Render the material from its start through the line containing "(1177, 161)", both ends included, as a JSON list of strings with one string per line and blank lines omitted.

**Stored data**
□ □ □ □

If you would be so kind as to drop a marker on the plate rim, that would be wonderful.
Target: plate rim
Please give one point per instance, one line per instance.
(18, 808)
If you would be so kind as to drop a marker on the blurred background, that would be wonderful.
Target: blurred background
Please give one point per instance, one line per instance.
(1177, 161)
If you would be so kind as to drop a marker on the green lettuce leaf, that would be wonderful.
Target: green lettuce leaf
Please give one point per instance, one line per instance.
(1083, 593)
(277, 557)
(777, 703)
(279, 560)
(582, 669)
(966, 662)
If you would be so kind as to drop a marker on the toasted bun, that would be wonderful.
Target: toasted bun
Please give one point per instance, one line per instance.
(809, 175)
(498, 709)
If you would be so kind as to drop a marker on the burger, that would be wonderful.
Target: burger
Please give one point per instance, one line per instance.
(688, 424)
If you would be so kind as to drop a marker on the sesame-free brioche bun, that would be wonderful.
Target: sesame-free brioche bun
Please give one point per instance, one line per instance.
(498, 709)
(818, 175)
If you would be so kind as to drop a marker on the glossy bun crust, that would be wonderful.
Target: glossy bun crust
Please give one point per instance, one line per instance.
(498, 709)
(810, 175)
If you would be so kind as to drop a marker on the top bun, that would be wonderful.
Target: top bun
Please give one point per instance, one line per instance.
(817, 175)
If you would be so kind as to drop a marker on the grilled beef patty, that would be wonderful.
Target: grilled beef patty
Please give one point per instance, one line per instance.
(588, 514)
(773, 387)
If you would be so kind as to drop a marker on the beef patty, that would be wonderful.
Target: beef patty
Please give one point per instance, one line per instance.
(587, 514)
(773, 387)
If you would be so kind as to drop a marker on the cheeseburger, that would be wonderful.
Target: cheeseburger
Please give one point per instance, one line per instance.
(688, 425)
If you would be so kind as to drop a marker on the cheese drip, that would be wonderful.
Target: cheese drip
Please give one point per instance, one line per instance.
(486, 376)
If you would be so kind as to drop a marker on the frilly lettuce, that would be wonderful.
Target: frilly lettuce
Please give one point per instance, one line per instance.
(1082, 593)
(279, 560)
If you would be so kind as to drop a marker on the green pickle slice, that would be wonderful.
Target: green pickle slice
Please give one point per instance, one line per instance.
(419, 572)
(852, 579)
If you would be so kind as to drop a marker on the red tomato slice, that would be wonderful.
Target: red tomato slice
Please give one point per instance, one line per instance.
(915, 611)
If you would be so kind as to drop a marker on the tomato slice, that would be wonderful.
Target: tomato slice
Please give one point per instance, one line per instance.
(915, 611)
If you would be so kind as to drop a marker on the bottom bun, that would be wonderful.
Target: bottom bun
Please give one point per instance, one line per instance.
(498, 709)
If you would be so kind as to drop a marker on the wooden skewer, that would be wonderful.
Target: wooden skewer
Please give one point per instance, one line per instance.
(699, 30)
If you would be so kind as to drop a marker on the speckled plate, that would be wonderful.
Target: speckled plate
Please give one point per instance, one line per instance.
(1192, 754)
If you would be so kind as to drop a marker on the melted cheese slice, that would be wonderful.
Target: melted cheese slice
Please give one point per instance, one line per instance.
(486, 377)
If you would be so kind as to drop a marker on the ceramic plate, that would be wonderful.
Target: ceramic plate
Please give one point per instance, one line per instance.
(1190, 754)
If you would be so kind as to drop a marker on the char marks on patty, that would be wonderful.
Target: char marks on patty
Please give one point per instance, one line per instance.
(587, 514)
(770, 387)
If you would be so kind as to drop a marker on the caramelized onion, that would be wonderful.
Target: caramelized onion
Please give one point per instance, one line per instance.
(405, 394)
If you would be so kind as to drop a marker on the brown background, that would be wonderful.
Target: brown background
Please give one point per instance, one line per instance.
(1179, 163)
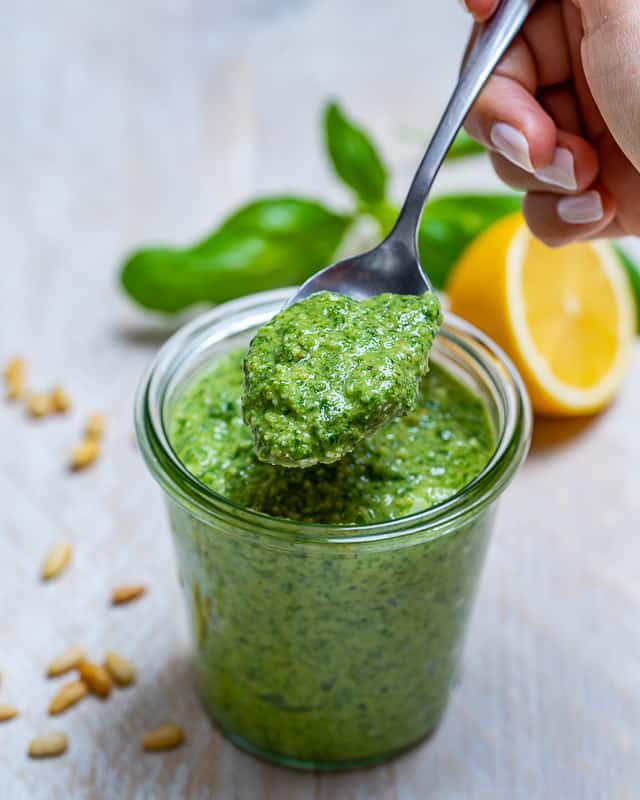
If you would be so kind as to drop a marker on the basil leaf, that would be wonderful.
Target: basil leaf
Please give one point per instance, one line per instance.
(450, 223)
(464, 147)
(355, 157)
(633, 272)
(271, 243)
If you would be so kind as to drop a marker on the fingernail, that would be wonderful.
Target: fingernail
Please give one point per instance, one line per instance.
(512, 144)
(561, 172)
(581, 209)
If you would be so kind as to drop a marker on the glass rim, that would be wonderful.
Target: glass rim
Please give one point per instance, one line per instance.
(184, 488)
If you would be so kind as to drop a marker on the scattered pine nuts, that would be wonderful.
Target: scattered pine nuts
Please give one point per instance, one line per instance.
(126, 594)
(166, 737)
(57, 559)
(48, 746)
(121, 670)
(14, 374)
(65, 661)
(96, 677)
(7, 712)
(84, 454)
(60, 400)
(96, 426)
(68, 696)
(40, 405)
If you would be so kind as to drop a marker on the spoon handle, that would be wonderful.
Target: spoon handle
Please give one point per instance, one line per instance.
(491, 42)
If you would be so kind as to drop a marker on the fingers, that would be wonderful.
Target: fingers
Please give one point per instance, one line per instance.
(481, 9)
(611, 62)
(508, 118)
(559, 220)
(573, 169)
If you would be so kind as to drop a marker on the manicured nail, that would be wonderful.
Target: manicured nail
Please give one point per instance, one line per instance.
(561, 172)
(581, 209)
(512, 144)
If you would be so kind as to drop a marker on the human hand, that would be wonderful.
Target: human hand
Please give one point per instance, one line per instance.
(561, 117)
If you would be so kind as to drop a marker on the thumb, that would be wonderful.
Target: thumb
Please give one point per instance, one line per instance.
(611, 62)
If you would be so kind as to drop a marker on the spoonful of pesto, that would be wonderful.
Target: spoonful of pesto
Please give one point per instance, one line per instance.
(348, 353)
(330, 370)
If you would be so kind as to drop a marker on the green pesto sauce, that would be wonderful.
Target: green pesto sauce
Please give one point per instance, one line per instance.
(329, 371)
(414, 462)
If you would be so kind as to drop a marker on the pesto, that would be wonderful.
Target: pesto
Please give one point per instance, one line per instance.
(329, 655)
(413, 463)
(329, 371)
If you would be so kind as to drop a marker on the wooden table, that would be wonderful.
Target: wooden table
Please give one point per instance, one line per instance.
(129, 122)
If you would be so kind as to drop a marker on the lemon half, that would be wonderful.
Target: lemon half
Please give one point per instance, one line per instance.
(565, 316)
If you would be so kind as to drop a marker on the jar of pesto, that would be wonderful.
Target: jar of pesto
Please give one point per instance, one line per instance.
(334, 643)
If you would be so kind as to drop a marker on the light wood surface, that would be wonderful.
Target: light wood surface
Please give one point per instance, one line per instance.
(130, 122)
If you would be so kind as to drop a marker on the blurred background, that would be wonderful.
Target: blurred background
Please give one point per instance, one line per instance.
(131, 123)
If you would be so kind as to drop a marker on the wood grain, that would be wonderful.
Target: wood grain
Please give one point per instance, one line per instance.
(130, 122)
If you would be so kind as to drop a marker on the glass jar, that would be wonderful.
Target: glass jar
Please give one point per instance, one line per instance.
(322, 646)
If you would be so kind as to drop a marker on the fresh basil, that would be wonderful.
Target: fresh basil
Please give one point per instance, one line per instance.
(273, 242)
(633, 272)
(355, 158)
(451, 222)
(464, 147)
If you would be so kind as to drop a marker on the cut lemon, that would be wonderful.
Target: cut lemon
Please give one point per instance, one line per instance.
(565, 316)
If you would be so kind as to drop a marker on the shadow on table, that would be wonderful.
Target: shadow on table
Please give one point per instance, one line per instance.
(551, 433)
(207, 764)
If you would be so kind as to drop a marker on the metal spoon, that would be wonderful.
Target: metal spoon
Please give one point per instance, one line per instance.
(394, 265)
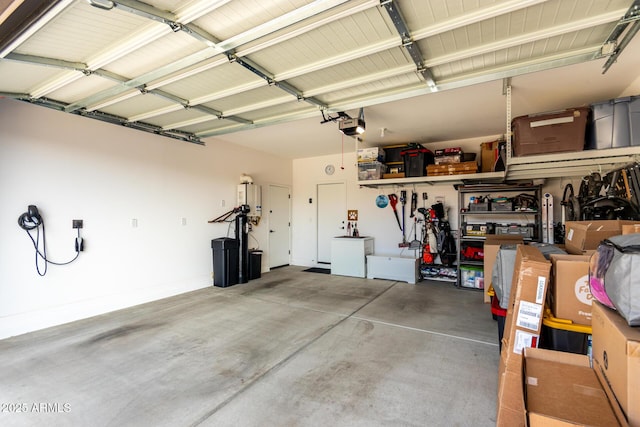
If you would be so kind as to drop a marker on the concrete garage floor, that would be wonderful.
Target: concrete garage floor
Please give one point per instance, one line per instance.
(289, 349)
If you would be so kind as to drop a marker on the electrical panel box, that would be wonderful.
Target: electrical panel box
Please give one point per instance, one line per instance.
(251, 194)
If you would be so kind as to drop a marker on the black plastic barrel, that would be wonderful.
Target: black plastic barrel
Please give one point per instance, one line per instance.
(255, 264)
(225, 261)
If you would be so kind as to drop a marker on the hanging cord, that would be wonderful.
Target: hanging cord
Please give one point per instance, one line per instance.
(43, 254)
(342, 164)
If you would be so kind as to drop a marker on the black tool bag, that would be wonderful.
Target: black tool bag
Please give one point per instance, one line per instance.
(614, 275)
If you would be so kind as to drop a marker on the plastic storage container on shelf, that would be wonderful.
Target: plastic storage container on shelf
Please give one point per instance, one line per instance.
(616, 123)
(553, 132)
(564, 335)
(370, 170)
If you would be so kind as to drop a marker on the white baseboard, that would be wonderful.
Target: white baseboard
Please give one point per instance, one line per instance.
(18, 324)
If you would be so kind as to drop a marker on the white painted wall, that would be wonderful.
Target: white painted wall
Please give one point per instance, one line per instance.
(75, 168)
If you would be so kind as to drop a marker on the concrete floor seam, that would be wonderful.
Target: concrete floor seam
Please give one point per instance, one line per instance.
(302, 307)
(410, 328)
(289, 357)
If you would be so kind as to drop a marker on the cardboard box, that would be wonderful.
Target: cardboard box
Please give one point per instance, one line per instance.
(582, 236)
(392, 175)
(560, 389)
(553, 132)
(491, 247)
(522, 329)
(570, 297)
(616, 358)
(488, 155)
(371, 154)
(452, 169)
(631, 229)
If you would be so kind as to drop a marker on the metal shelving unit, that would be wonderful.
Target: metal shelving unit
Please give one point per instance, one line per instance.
(482, 217)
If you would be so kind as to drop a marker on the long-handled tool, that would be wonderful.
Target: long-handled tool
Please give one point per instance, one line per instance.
(414, 204)
(403, 200)
(393, 200)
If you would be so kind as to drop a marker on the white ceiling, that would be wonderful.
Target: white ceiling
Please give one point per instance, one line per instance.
(260, 74)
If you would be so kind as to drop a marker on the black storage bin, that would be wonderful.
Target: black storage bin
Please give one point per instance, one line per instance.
(255, 264)
(225, 261)
(563, 335)
(416, 161)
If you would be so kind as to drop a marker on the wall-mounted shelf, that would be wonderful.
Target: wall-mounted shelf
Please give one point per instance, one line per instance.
(566, 165)
(485, 177)
(573, 164)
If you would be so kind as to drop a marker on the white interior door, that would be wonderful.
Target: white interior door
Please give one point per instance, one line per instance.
(279, 226)
(332, 215)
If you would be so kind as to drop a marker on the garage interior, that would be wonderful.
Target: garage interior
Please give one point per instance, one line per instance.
(187, 100)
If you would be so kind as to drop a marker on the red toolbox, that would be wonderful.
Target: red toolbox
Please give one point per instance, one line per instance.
(553, 132)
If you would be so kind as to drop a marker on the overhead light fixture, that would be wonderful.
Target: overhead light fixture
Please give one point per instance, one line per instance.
(352, 127)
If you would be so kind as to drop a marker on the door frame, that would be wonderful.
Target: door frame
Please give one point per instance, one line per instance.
(288, 188)
(317, 227)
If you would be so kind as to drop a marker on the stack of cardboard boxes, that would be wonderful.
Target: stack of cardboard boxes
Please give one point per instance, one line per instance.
(548, 387)
(451, 161)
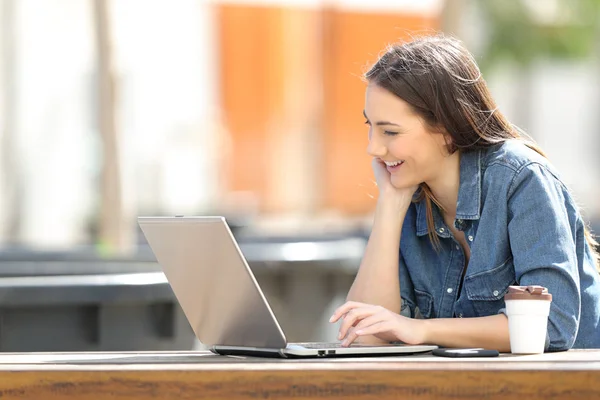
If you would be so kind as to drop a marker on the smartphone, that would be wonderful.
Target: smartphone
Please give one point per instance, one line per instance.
(461, 353)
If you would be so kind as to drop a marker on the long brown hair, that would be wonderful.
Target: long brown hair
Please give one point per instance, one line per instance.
(439, 78)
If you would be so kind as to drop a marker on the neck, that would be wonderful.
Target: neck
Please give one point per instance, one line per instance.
(445, 185)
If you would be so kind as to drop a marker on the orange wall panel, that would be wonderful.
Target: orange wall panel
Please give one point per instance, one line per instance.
(355, 40)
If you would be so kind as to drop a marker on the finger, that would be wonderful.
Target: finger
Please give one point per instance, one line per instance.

□ □ □ □

**Reply to the task**
[
  "If you would be so kind as to drop a marker on the plate rim, that would be wonderful.",
  "Target: plate rim",
  "Please give one point per instance, one line per instance.",
  "(18, 808)",
  "If you would be so kind as to drop a marker on the blurred background, that would be wonderful.",
  "Target: blurred background",
  "Please give one point per instance, one line per instance.",
  "(1177, 161)"
]